====== Übungstext
Wie Patient*innenportale wirklich wirken: UMIT TIROL-Forscherin entwickelt neues Modell zur Bewertung digitaler Gesundheitsplattformen

Foto: Michelle Bindel © UMIT-Tirol

Elektronische Krankenakten, E-Rezepte, Terminvereinbarungen per App: Die Digitalisierung verändert das Gesundheitswesen grundlegend. Ein zentrales Element dabei sind sogenannte Patient*innenportale – webbasierte Plattformen, über die Nutzer*innen auf ihre Gesundheitsdaten zugreifen und mit Ärzt*innen kommunizieren können. Doch wie wirksam sind diese Portale tatsächlich? Genau das untersucht Michelle Bindel, MSc., wissenschaftliche Mitarbeiterin am Institut für Medizinische Informatik der Privatuniversität UMIT TIROL, in ihrer Dissertation. Bindel wird dabei vom Land Tirol über die Nachwuchswissenschaftlerinnenförderung (TNF) unterstützt.

Ihr Ansatz ist neu. Statt auf klassische Wirksamkeitsstudien setzt sie auf die Programmtheorie, ein sozialwissenschaftliches Analysemodell, das nicht nur misst, ob etwas wirkt, sondern auch wie und warum. Im Fokus steht die Frage, wie Patien*tinnenportale konkret gestaltet sein müssen, um Zufriedenheit, Gesundheitskompetenz und Eigenverantwortung tatsächlich zu steigern.
============
### [Aufgabe A]
Geben Sie aus dem Übungstext den Abschnitt wortgetreu wieder, der mit den Worten „Foto: Michelle Bindel“ beginnt und mit „Nachwuchswissenschaftlerinnenförderung (TNF) unterstützt.“ endet.
### [Aufgabe B]
Führen Sie den Text über die Bewertung von Patient*innenportalen im Anschluss an seinen letzten Satz fort.
====== Aufgeführte Datensätze
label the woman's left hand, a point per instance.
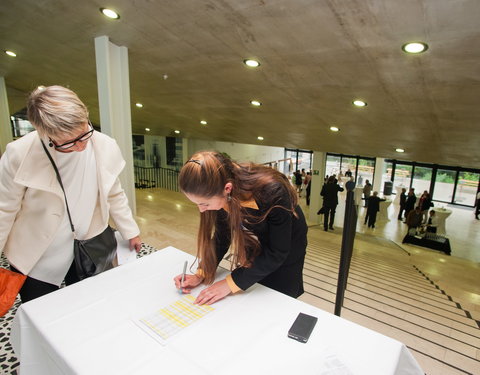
(213, 293)
(135, 243)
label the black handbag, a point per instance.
(94, 255)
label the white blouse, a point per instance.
(78, 171)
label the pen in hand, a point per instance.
(183, 275)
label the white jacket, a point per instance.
(32, 205)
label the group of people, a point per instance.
(417, 215)
(248, 208)
(302, 180)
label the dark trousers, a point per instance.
(33, 288)
(372, 217)
(329, 213)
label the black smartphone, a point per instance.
(302, 327)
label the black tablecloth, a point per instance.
(430, 240)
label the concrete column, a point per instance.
(185, 154)
(377, 174)
(319, 160)
(5, 124)
(114, 104)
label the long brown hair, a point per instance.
(205, 175)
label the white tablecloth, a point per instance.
(88, 328)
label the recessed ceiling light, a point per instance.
(251, 63)
(359, 103)
(415, 47)
(110, 13)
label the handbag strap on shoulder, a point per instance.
(61, 185)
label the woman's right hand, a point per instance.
(190, 282)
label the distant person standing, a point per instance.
(372, 208)
(414, 220)
(308, 186)
(403, 200)
(410, 202)
(330, 201)
(477, 209)
(425, 203)
(298, 182)
(367, 190)
(432, 222)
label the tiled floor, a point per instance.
(424, 298)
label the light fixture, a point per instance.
(415, 47)
(251, 63)
(359, 103)
(110, 13)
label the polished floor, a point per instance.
(424, 298)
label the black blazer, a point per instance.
(283, 242)
(374, 204)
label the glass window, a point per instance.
(386, 175)
(333, 165)
(403, 176)
(349, 164)
(366, 167)
(304, 161)
(444, 184)
(422, 176)
(467, 187)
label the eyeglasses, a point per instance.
(83, 138)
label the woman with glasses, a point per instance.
(253, 210)
(35, 232)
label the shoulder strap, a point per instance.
(61, 185)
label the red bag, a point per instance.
(10, 284)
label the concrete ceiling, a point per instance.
(316, 57)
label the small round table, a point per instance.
(442, 214)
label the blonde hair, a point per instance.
(56, 111)
(205, 175)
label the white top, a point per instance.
(78, 172)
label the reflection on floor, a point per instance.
(424, 298)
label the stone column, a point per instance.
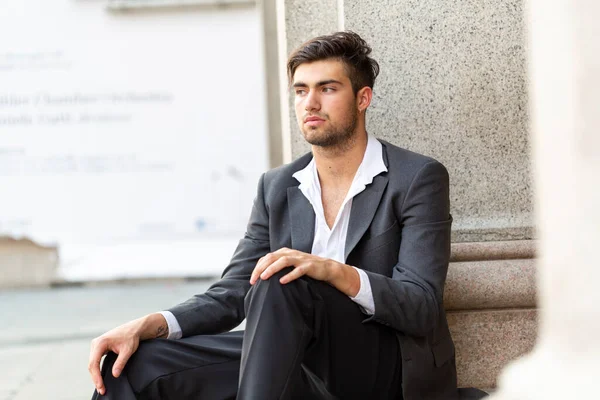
(453, 85)
(565, 92)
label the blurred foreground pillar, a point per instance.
(565, 101)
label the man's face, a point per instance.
(326, 107)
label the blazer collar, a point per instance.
(364, 206)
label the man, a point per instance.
(339, 276)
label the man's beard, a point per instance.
(336, 136)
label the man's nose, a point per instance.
(312, 102)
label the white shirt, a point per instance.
(329, 243)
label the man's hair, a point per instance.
(347, 47)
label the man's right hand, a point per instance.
(124, 341)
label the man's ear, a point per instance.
(363, 98)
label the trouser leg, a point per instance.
(197, 367)
(308, 325)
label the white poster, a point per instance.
(132, 141)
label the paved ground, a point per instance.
(44, 343)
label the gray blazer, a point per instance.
(399, 233)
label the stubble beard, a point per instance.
(336, 137)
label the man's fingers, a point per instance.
(281, 263)
(261, 265)
(295, 274)
(119, 364)
(94, 367)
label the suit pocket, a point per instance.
(443, 351)
(386, 237)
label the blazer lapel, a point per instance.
(363, 210)
(302, 220)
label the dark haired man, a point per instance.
(339, 276)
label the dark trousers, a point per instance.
(303, 340)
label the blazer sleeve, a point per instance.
(221, 307)
(410, 300)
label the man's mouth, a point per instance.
(313, 121)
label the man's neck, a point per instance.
(337, 166)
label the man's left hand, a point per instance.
(341, 276)
(304, 264)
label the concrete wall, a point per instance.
(453, 86)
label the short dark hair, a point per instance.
============
### [Antwort A]
Foto: Michelle Bindel © UMIT-Tirol

Elektronische Krankenakten, E-Rezepte, Terminvereinbarungen per App: Die Digitalisierung verändert das Gesundheitswesen grundlegend. Ein zentrales Element dabei sind sogenannte Patient*innenportale – webbasierte Plattformen, über die Nutzer*innen auf ihre Gesundheitsdaten zugreifen und mit Ärzt*innen kommunizieren können. Doch wie wirksam sind diese Portale tatsächlich? Genau das untersucht Michelle Bindel, MSc., wissenschaftliche Mitarbeiterin am Institut für Medizinische Informatik der Privatuniversität UMIT TIROL, in ihrer Dissertation. Bindel wird dabei vom Land Tirol über die Nachwuchswissenschaftlerinnenförderung (TNF) unterstützt.

### [Antwort B]
Ausgangspunkt ihrer Arbeit ist eine Überblicksstudie von Univ.-Prof. Dr. Elske Ammenwerth vom Institut für Medizinische Informatik der Privatuniversität UMIT TIROL, welche bereits 2020 zeigte, dass sich die Wirkung von Patient*innenportalen nur schwer messen lässt. Michelle Bindel sieht die Ursache in der Komplexität solcher Systeme.

„Patient*innenportale sind keine Medikamente. Sie funktionieren nicht bei jedem gleich. Zehn Menschen nutzen sie auf zehn unterschiedliche Arten“, erklärt sie. Genau deshalb brauche es ein anderes methodisches Werkzeug, um sie realitätsnah zu evaluieren.

Bindel setzt auf eine Kombination aus „Theory of Change“ – einer strukturierten Beschreibung von Veränderungsprozessen – und dem „Logic Model“, welche Ziele, Inputs, Maßnahmen und Wirkungen sichtbar macht. Damit will die Wissenschaftlerin nicht nur untersuchen, was Portale leisten, sondern auch, welche strukturellen Barrieren ihrer Wirksamkeit im Weg stehen.

In einem ersten Schritt erstellt sie ein Wirkmodell auf Basis bestehender Literatur. Danach werden reale Patient*innenportale analysiert und deren Nutzer*innen – sowohl Nutzer*innen als auch medizinisches Personal – befragt. Ziel ist ein validiertes Modell, das Einrichtungen bei der Einführung und laufenden Optimierung von Portalen unterstützt.

„Patient*innenportale können eine echte Hilfe sein, wenn sie praxisnah gedacht sind“, sagt Bindel. Ihr Wirkmodell soll genau das ermöglichen: digitale Lösungen, die funktionieren, weil sie Menschen und Prozesse realistisch abbilden und nicht an der Realität vorbeigeplant werden.